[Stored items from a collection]
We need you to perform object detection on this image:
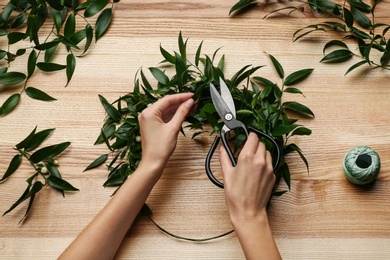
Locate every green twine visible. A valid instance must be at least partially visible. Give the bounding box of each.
[343,146,381,185]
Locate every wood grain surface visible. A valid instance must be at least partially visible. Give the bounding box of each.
[1,0,390,259]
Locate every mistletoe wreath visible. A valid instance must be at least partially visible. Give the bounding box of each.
[85,33,315,241]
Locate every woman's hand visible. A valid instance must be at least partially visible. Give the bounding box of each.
[138,93,195,171]
[219,132,281,259]
[220,132,275,222]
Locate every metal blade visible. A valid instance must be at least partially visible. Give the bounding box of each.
[219,78,236,118]
[210,83,234,122]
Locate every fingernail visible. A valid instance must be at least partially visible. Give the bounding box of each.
[185,98,194,108]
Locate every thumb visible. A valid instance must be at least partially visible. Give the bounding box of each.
[170,98,194,130]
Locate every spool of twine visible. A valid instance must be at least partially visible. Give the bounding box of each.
[343,146,380,185]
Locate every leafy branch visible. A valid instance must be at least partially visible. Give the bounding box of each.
[1,126,78,223]
[230,0,390,75]
[0,0,119,117]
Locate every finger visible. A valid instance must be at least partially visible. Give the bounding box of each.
[240,132,259,155]
[255,140,266,158]
[151,93,194,114]
[169,97,195,130]
[265,150,274,173]
[219,145,233,178]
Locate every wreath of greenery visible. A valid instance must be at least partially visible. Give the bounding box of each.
[84,33,315,240]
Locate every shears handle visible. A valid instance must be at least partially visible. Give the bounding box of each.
[205,127,281,189]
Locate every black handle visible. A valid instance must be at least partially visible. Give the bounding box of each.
[205,135,224,188]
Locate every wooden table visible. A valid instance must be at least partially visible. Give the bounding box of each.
[1,0,390,259]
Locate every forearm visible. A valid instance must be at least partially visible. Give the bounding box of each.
[232,212,281,260]
[59,162,163,260]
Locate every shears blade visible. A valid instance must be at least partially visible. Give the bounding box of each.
[219,78,236,118]
[210,81,236,125]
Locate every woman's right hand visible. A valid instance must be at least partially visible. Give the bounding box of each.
[219,132,281,259]
[219,132,275,222]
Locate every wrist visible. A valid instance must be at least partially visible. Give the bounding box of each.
[230,209,269,231]
[137,159,166,182]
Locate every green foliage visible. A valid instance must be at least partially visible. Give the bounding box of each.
[230,0,390,75]
[1,126,77,223]
[0,0,119,116]
[88,34,314,198]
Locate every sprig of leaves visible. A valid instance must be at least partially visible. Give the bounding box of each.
[86,32,314,195]
[1,126,78,223]
[230,0,389,75]
[0,0,119,116]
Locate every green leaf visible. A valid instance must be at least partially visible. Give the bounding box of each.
[268,53,284,79]
[11,12,27,29]
[1,2,15,23]
[178,31,187,62]
[16,126,37,150]
[0,154,22,182]
[348,0,372,12]
[3,179,44,223]
[60,34,81,49]
[37,62,66,72]
[7,32,28,44]
[34,40,60,51]
[380,52,390,66]
[323,40,349,54]
[0,50,6,60]
[98,95,121,122]
[229,0,257,15]
[291,126,312,136]
[95,8,112,41]
[70,29,86,46]
[195,41,203,67]
[50,7,63,33]
[271,124,300,136]
[83,24,93,55]
[3,184,30,217]
[27,49,37,79]
[160,45,175,64]
[47,175,79,191]
[84,154,108,171]
[320,49,354,63]
[149,67,169,85]
[283,87,303,95]
[344,7,354,28]
[283,101,315,117]
[345,60,368,75]
[286,143,309,173]
[350,6,372,29]
[66,53,76,86]
[25,128,55,152]
[25,87,57,101]
[47,164,61,178]
[46,0,65,11]
[29,142,71,163]
[284,69,313,86]
[20,181,44,223]
[64,12,76,38]
[84,0,109,18]
[44,44,59,63]
[0,93,21,116]
[95,125,116,145]
[0,72,26,85]
[280,163,291,190]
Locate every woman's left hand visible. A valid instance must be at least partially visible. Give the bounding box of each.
[138,93,195,171]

WHAT TO DO: Repeat the lines above exactly, and keep every picture out.

ANSWER TO THIS TASK:
We need you to perform object detection on this image:
Locate every green twine visible. A valid instance must be at least partially visible. Give the bounding box of each.
[343,146,381,185]
Locate every wood grain surface visible. A valid instance must be at least partially visible. Give the bounding box of each.
[1,0,390,259]
Locate every mistletoe wreath visible. A valid instance must be at least partially visible. Give the bounding box of each.
[85,33,315,241]
Locate every woman's hand visible. A valid instance must be at least partially visible. Give the bounding box of each.
[138,93,195,171]
[219,132,281,259]
[220,132,275,222]
Locate every metal blade visible. A valid instance must be at least partially visible. Give the bounding box of each.
[219,78,236,118]
[210,83,234,122]
Locate every fingernail visible. A valid instance must be at least partially visible. Give the bounding box of each.
[185,98,194,108]
Locate every thumb visible. A valid instance must be at least partially visible. Give the bounding box of each.
[170,98,194,130]
Locate every spool of twine visible. A valid instance must be at least partially visible. Give the bounding box of each.
[343,146,380,185]
Locate every leafy branch visible. A valid instance must be at least partially visible. Give the bounding box of each.
[1,126,78,223]
[230,0,390,75]
[0,0,119,117]
Locate every finger visible. A valid instance must be at least partially visible. Give the bounding box of each.
[240,132,259,155]
[255,140,266,158]
[151,93,194,114]
[169,97,195,130]
[265,150,274,173]
[219,145,233,178]
Locate every wreath of greenery visible. A valid instance must be at least partially visible. Give the bounding box of each.
[84,33,315,240]
Locate every shears handle visible. A valid instance must be at least partially visible. Give the bounding box of each.
[205,127,281,189]
Locate every black handle visible. A valid instance must be at least partially visible. Give the bounding box of each.
[205,135,224,188]
Locate every wooden table visible. A valid instance must be at least partially visible. Give the bounding box of each.
[1,0,390,259]
Locate every forearm visible. A valid instance must be at least partially visible. Give the bounding box of each.
[232,212,281,260]
[59,162,163,260]
Locate every shears blade visible. A valid instance must be at least partially visible. Give the bounding box of each.
[219,78,236,118]
[210,81,236,125]
Locate every woman's right hand visible. A valid instance must be at least partially visible. Give the bounding box of each.
[219,132,281,259]
[219,132,275,222]
Locate every wrist visible. A valid instance must be at least partially visible. Give the bounding box of each.
[230,209,269,231]
[137,159,166,182]
Locate every green foliage visible. A valid instance must be at least partially visible. Give the bounding box of each.
[230,0,390,75]
[1,126,77,223]
[0,0,119,116]
[88,34,314,198]
Locate every sprig of leaves visible. A valid instance must be at least partially visible. Give the bounding box of each.
[86,32,314,195]
[1,126,78,223]
[230,0,389,75]
[0,0,119,116]
Locate every green leaf visible. A valid instance must be at least partially visible. Give the bounding box of each.
[268,53,284,79]
[11,12,27,29]
[1,2,15,23]
[178,31,187,62]
[16,126,37,150]
[0,154,22,182]
[348,0,372,12]
[3,179,44,223]
[60,34,81,49]
[37,62,66,72]
[7,32,28,44]
[34,40,60,51]
[380,52,390,66]
[323,40,349,54]
[0,50,6,60]
[98,95,121,122]
[229,0,257,15]
[291,126,312,136]
[95,8,112,41]
[70,29,86,46]
[195,41,203,67]
[50,7,63,33]
[271,124,300,136]
[83,24,93,55]
[3,184,30,217]
[27,49,37,79]
[160,45,175,64]
[47,175,79,191]
[84,154,108,171]
[320,49,354,63]
[149,67,169,85]
[283,87,303,95]
[344,7,354,28]
[283,101,315,117]
[345,60,368,75]
[286,143,309,173]
[350,6,372,29]
[66,53,76,86]
[25,128,55,152]
[25,87,57,101]
[47,164,61,178]
[46,0,65,11]
[29,142,71,163]
[284,69,313,86]
[20,181,44,223]
[64,12,76,38]
[84,0,109,18]
[44,44,59,63]
[0,93,21,116]
[95,125,116,145]
[0,72,26,85]
[280,163,291,190]
Locate every woman's left hand visible. A valid instance must be at least partially visible. Give the bounding box of each.
[138,93,195,171]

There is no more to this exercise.